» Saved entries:
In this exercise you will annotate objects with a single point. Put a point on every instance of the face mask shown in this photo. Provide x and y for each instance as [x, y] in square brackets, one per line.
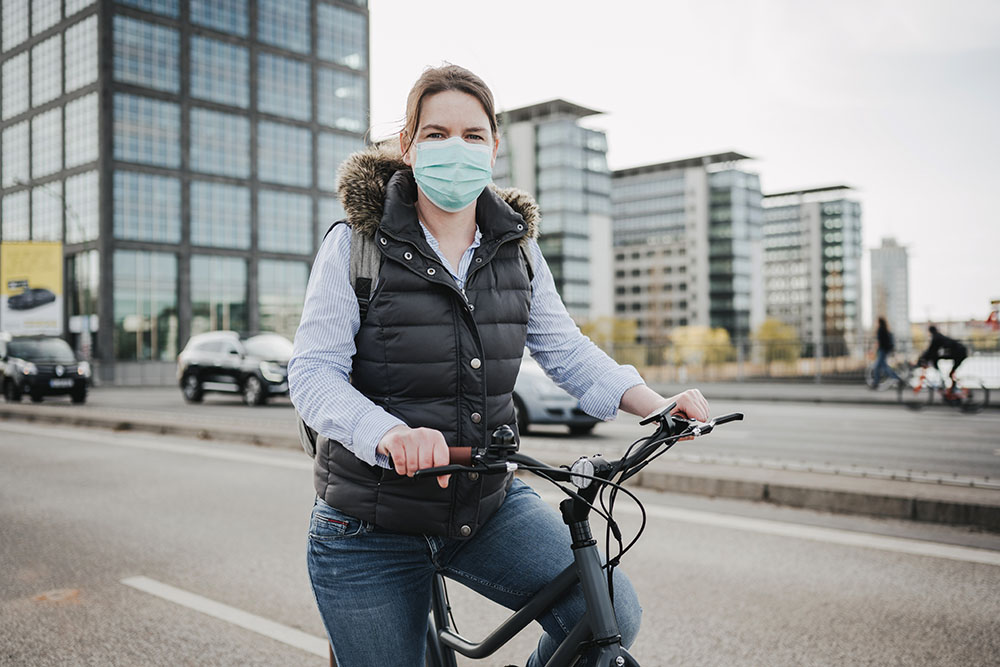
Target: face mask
[452, 173]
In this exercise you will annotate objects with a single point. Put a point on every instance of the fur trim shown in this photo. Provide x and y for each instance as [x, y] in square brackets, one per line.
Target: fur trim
[362, 183]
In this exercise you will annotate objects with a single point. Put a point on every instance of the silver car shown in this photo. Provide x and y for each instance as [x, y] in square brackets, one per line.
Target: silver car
[539, 400]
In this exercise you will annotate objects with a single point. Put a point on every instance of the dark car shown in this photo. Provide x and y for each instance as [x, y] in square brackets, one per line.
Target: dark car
[40, 366]
[255, 366]
[31, 297]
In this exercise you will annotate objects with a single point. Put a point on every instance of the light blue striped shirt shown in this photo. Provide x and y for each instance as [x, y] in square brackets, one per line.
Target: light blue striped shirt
[319, 370]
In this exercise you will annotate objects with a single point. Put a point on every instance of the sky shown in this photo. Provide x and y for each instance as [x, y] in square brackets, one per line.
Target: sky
[899, 99]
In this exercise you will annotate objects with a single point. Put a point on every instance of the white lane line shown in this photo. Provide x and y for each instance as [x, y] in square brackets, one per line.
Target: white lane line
[209, 451]
[246, 620]
[815, 533]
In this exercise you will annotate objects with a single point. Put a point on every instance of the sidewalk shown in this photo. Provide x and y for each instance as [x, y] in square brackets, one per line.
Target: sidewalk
[917, 501]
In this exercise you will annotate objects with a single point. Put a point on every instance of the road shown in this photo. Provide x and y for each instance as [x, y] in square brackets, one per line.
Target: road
[99, 529]
[937, 440]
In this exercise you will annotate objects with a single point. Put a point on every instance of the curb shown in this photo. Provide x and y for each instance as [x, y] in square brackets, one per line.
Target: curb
[913, 501]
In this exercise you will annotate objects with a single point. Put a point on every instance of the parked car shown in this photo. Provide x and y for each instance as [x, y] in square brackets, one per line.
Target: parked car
[539, 400]
[255, 366]
[31, 297]
[40, 366]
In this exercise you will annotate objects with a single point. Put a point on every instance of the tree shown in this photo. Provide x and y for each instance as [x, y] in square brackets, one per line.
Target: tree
[779, 341]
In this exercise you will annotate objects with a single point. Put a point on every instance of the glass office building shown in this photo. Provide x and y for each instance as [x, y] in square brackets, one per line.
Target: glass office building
[185, 153]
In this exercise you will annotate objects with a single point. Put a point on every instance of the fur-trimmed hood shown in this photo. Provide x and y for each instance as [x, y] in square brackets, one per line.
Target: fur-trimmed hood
[363, 178]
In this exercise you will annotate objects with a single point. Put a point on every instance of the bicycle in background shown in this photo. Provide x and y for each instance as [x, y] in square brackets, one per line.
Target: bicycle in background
[922, 382]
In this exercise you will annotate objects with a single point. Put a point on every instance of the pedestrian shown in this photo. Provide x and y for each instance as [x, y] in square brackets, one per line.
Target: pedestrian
[886, 345]
[462, 289]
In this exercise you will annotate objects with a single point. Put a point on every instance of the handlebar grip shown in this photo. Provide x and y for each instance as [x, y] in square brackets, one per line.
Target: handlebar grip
[731, 417]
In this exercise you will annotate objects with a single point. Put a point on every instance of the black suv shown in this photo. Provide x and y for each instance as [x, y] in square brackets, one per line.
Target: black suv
[255, 366]
[40, 366]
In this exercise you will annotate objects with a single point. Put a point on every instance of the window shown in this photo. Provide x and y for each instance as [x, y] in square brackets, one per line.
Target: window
[147, 207]
[147, 131]
[342, 100]
[283, 87]
[146, 54]
[81, 54]
[46, 143]
[162, 7]
[284, 222]
[333, 149]
[220, 72]
[46, 212]
[282, 289]
[222, 15]
[220, 143]
[341, 36]
[220, 215]
[46, 71]
[82, 207]
[44, 15]
[218, 293]
[13, 23]
[14, 153]
[15, 86]
[284, 23]
[14, 213]
[81, 131]
[145, 297]
[284, 154]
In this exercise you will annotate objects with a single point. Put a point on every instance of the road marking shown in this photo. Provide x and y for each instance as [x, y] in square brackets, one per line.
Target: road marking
[243, 619]
[210, 451]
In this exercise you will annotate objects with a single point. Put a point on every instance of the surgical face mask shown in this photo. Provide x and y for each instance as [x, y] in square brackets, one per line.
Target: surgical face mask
[453, 173]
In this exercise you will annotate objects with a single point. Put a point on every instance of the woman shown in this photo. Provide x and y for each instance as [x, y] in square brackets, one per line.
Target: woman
[432, 365]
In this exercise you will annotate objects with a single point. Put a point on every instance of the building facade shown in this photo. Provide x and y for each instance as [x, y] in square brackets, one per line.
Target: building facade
[185, 152]
[687, 246]
[890, 281]
[544, 151]
[812, 267]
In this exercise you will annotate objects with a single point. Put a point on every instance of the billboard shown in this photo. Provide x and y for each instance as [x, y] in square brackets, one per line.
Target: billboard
[31, 287]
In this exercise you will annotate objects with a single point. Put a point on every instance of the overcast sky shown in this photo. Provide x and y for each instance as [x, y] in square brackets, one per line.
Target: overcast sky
[900, 99]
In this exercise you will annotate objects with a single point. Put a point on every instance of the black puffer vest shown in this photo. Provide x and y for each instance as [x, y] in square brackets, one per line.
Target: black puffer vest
[435, 357]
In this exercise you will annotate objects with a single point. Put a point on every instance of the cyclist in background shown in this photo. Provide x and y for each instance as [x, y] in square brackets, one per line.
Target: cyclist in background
[942, 347]
[886, 344]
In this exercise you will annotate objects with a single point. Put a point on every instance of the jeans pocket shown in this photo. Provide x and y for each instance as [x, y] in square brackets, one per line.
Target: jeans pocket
[328, 523]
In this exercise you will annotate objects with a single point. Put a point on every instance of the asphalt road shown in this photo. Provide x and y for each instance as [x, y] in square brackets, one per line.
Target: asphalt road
[938, 441]
[220, 529]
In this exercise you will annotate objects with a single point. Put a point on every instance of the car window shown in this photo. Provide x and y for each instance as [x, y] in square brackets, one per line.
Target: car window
[42, 349]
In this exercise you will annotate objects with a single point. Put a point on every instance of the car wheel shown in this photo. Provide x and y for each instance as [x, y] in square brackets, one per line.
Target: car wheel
[11, 392]
[521, 415]
[253, 391]
[192, 389]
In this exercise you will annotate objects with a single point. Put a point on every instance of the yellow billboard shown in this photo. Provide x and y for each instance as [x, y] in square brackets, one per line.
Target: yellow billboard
[31, 292]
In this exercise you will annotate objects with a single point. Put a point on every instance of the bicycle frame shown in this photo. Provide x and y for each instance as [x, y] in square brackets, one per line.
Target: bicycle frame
[598, 626]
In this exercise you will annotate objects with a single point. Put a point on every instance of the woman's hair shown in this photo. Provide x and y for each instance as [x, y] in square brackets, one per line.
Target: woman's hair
[437, 80]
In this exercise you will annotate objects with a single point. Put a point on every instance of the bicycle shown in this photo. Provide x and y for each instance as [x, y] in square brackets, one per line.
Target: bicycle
[920, 386]
[592, 477]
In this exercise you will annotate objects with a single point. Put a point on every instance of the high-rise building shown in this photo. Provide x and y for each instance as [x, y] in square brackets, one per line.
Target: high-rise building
[812, 266]
[890, 280]
[185, 152]
[544, 151]
[687, 243]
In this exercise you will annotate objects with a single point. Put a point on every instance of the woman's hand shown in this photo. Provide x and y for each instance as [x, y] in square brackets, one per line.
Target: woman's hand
[413, 449]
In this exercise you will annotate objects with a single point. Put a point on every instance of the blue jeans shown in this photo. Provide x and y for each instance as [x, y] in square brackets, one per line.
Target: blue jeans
[373, 586]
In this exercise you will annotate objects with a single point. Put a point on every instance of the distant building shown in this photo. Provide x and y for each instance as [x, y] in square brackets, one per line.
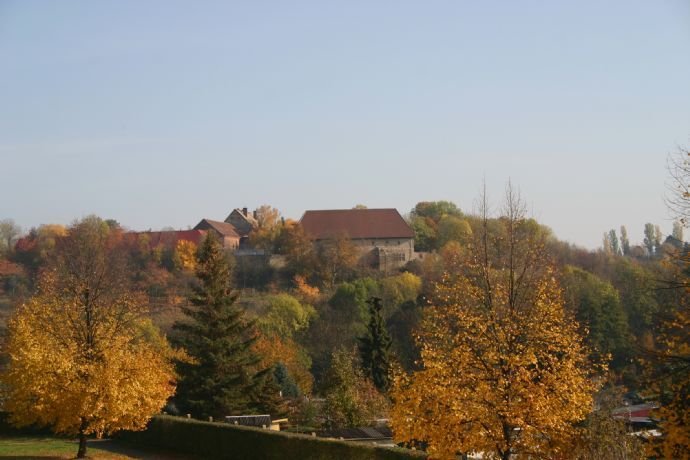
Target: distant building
[242, 221]
[225, 232]
[381, 235]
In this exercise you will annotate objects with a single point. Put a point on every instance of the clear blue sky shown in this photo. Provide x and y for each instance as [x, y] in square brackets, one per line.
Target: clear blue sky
[159, 113]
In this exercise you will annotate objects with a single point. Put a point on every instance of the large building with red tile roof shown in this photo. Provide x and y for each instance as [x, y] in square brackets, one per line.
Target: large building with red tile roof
[382, 235]
[225, 232]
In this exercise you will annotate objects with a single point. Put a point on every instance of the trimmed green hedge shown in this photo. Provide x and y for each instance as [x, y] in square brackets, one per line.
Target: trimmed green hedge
[222, 440]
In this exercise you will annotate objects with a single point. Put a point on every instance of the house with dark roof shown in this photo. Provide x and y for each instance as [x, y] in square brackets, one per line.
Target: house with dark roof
[224, 231]
[243, 221]
[382, 236]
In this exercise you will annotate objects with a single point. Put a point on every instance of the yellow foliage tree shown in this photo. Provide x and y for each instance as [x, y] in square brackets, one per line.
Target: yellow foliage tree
[82, 357]
[185, 255]
[505, 372]
[669, 363]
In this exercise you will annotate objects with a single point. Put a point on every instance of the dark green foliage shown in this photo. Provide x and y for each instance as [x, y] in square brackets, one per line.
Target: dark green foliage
[597, 307]
[436, 209]
[218, 440]
[625, 243]
[287, 384]
[339, 322]
[223, 380]
[649, 238]
[374, 347]
[267, 397]
[401, 326]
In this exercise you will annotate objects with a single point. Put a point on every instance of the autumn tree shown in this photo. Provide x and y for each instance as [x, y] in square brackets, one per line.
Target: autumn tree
[280, 319]
[83, 358]
[9, 232]
[351, 399]
[223, 378]
[184, 256]
[605, 436]
[597, 307]
[375, 346]
[268, 228]
[668, 364]
[505, 371]
[336, 259]
[677, 231]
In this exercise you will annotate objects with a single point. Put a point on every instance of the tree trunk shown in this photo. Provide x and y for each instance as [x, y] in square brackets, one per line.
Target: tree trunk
[81, 453]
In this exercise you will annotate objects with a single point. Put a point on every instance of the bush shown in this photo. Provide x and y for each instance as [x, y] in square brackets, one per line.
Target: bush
[220, 440]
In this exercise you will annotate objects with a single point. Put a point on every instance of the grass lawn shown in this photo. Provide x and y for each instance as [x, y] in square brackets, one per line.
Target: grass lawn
[48, 447]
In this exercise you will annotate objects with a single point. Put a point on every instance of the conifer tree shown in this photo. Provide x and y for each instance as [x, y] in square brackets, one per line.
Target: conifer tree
[375, 347]
[222, 379]
[625, 243]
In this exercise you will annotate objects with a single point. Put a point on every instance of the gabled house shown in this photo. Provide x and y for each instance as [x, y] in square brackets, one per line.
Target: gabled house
[381, 235]
[243, 221]
[224, 231]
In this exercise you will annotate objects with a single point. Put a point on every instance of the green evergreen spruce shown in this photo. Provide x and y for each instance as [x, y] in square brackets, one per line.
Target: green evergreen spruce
[223, 378]
[374, 348]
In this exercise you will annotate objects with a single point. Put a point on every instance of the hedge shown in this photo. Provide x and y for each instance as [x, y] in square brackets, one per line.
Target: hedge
[222, 440]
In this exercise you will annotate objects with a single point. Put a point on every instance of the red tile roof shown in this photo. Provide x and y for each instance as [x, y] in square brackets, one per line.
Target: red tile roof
[356, 224]
[223, 228]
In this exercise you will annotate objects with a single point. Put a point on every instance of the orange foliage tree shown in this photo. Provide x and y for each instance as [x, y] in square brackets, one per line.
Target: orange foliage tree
[505, 372]
[83, 359]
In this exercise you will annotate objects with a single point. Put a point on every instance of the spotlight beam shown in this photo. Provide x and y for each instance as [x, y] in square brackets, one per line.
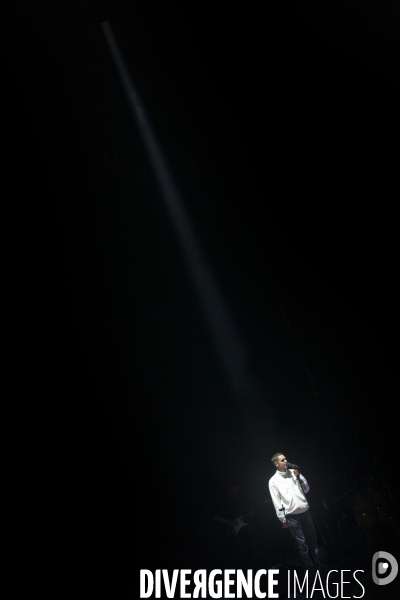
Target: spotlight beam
[228, 344]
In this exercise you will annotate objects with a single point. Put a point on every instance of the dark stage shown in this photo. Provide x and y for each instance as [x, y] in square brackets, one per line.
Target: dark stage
[149, 380]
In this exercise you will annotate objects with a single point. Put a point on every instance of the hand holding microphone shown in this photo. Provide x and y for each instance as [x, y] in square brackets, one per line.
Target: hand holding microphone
[296, 468]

» Prompt: Wherever the line holding "of the asphalt" falls in the entries above, copy exactly from it through the line holding "the car window", inclusive, and add nothing.

» Answer to the problem:
In this exercise you will annotate objects with a single point. Put a point on every instance of the asphalt road shown in this photo. Provide x and y for each instance as [x, y] in square brackets, one per line.
Target: asphalt road
[938, 441]
[220, 529]
In this exercise you will annotate objects with a single point. Put a point on every instance of the car window shown in this photo. Provide x and y for each instance as [x, y] in square brackets, one per line.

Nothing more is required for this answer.